▶ **Zu lösende Aufgaben**:
(a) Wie viele Häuser wurden laut dem Auszug beim Überfall auf Serdari angezündet?
(b) Gib den Schluss der Auflistung als JSON-Liste von Zeichenketten aus, eine pro Zeile und ohne Leerzeilen. Beginne bei der Zeile der Auflistung, die "Annotate the car" enthält, und höre nach der letzten Zeile der Auflistung auf; beide Enden gehören dazu.

▶ **Auszug**:
%%
Dem Angeklagten wird 16-facher Mord, dreifacher Mordversuch, elffache vollendete und einmal versuchte Brandstiftung zur Last gelegt. Detailliert schilderte Staatsanwältin Doris Fiala in ihrem Eröffnungsplädoyer, was in der Morgendämmerung des 17. September 1992 in dem serbischen Bauerndorf Serdari in der Provinz Kotor Varos geschah: Sieben Männer, sieben Frauen und zwei Kinder seien aus Rache für serbische Angriffe von Kroaten und Bosniaken erschossen und sechs Häuser angezündet worden. Anhand von Fotos verdeutlichte sie den Geschworenen den Hergang des Überfalls durch die Territorialarmee.

Vier mutmaßliche Haupttäter fassten 2014 in Sarajevo Haftstrafen zwischen neun und elfeinhalb Jahren aus. Im Jänner 2015 wurde das Urteil aber wegen Formalfehlern aufgehoben. Im Zuge des Verfahrens belasteten zwei Zeuginnen auch den 48-jähriger Österreicher. Die Staatsanwaltschaft Linz beruft sich in ihrer Anklage auf die Aussagen dieser Frauen. Eine, die den Angriff überlebt hat, sagte bereits 1993: "Ja, ich habe ihn genau erkannt, an seiner Stimme und an seinem Aussehen", verlas Fiala das seinerzeitige Einvernahmeprotokoll.

Vage Angaben zu Zeiten und Namen

Verteidiger Jürgen Nowotny stellte in Zweifel, wie eine Person einen jungen Mann an dessen Stimme identifizieren könne, den sie nur als Volksschüler erlebt habe. Abgesehen davon beteuere sein Mandant, beim Überfall nicht einmal dabei gewesen zu sein. Was den Baggerfahrer, der heute bei Linz lebt, aber am meisten entlaste: "Er hat kein Motiv für eine Vergeltung an den Serben, denn alle seine Verwandten kamen unversehrt davon", betonte Nowotny.
%%
▶ **Vorliegende Auflistung**:
%%
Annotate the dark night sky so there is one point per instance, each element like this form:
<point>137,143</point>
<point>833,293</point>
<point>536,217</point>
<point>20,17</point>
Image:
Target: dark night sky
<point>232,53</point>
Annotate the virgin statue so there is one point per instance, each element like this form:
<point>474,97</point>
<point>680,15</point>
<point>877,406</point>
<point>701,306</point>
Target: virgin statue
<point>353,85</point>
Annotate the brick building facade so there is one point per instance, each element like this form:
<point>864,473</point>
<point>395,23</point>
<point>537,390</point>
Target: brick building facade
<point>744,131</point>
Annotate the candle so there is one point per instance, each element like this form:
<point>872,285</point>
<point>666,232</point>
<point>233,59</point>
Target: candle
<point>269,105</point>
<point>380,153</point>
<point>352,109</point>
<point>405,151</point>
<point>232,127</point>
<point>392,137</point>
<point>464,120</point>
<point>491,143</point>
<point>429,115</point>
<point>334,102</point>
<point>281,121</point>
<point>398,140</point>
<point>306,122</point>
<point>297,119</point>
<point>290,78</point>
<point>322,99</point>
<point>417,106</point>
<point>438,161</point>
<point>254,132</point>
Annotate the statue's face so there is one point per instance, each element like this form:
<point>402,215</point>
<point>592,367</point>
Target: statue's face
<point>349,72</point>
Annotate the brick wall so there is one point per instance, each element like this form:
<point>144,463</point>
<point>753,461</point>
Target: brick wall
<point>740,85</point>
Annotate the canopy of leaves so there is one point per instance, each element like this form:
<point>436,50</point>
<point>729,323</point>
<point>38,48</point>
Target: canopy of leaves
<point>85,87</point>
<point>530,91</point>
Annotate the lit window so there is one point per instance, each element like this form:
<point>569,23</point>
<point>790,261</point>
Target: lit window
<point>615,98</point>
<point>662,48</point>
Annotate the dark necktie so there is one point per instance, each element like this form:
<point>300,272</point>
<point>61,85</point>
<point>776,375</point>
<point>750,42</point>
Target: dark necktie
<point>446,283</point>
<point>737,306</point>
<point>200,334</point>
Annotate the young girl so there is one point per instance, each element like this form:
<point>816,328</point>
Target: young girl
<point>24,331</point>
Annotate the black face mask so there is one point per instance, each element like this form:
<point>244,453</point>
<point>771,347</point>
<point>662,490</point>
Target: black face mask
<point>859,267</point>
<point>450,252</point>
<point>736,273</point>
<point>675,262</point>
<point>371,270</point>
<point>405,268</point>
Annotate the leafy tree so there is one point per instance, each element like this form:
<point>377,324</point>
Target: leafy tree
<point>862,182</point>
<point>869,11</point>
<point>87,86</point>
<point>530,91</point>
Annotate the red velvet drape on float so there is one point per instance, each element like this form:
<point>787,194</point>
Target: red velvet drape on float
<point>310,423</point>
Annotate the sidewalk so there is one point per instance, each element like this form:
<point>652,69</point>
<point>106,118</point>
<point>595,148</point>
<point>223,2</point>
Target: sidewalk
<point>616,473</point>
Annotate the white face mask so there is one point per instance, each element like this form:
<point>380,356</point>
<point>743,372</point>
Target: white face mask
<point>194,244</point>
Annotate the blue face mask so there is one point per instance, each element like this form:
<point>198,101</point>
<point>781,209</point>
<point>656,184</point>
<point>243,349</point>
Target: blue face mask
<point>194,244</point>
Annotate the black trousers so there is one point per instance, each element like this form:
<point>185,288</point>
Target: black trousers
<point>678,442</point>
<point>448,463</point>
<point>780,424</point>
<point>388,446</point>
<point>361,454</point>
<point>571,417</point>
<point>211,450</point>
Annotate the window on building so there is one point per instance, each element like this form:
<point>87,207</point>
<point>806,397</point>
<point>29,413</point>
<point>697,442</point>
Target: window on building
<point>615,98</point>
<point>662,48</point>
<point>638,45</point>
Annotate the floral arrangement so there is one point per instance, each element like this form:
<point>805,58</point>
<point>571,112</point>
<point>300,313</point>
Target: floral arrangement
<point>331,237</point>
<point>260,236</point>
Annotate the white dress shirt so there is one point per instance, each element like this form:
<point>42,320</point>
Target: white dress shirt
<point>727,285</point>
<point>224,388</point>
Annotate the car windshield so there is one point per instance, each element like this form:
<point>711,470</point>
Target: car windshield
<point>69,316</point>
%%
▶ **Antworten**:
(a) Sechs Häuser.

(b)
[
  "Annotate the car windshield so there is one point per instance, each element like this form:",
  "<point>711,470</point>",
  "Target: car windshield",
  "<point>69,316</point>"
]